**Goal**
In the data below, locate every line that contains the string "background", matching case exactly, and copy each of those lines in full.

Records from a data source
* BEGIN *

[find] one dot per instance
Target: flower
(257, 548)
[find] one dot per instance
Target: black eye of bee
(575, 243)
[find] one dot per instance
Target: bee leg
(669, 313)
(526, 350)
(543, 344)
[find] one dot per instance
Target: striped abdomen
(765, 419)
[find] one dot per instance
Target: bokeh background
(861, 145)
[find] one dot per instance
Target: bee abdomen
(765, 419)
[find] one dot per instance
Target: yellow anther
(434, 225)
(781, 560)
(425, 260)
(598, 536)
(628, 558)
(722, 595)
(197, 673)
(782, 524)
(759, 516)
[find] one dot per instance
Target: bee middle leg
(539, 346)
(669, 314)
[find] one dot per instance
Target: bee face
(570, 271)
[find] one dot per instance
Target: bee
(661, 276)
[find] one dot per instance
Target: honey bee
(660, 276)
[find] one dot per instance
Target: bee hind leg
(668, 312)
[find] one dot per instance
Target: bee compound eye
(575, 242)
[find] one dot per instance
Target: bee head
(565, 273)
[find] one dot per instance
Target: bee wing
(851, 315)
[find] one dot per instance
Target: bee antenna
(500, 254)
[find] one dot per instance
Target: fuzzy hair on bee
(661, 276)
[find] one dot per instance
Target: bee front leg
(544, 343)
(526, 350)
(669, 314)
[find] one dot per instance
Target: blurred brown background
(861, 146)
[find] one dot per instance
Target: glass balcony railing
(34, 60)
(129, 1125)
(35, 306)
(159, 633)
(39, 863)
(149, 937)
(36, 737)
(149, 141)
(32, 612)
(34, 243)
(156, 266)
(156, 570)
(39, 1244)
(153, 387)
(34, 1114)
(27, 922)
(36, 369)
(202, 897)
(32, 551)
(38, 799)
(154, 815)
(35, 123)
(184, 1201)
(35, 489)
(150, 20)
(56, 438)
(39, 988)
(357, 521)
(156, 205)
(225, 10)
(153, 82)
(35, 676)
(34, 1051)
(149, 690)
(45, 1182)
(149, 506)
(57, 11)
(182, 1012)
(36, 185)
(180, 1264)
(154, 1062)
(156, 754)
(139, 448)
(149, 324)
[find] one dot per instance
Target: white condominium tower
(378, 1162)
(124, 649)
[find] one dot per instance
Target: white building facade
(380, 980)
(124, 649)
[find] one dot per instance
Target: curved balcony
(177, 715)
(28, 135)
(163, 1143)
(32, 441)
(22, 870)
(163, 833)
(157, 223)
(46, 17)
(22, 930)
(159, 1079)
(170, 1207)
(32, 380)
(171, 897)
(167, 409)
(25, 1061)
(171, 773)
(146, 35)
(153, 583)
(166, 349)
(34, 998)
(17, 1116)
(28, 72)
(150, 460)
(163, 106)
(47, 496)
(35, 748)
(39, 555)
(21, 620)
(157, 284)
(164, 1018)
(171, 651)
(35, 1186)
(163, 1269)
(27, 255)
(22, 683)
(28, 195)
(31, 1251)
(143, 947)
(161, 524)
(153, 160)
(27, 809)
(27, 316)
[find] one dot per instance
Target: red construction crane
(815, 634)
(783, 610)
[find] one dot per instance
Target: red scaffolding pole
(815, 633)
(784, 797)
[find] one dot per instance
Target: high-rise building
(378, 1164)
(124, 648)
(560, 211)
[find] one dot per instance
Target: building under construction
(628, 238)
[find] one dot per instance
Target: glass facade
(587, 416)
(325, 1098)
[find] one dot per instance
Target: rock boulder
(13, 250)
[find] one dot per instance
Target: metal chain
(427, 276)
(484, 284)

* END *

**Written solution**
Target: bokeh background
Target: blurred brown background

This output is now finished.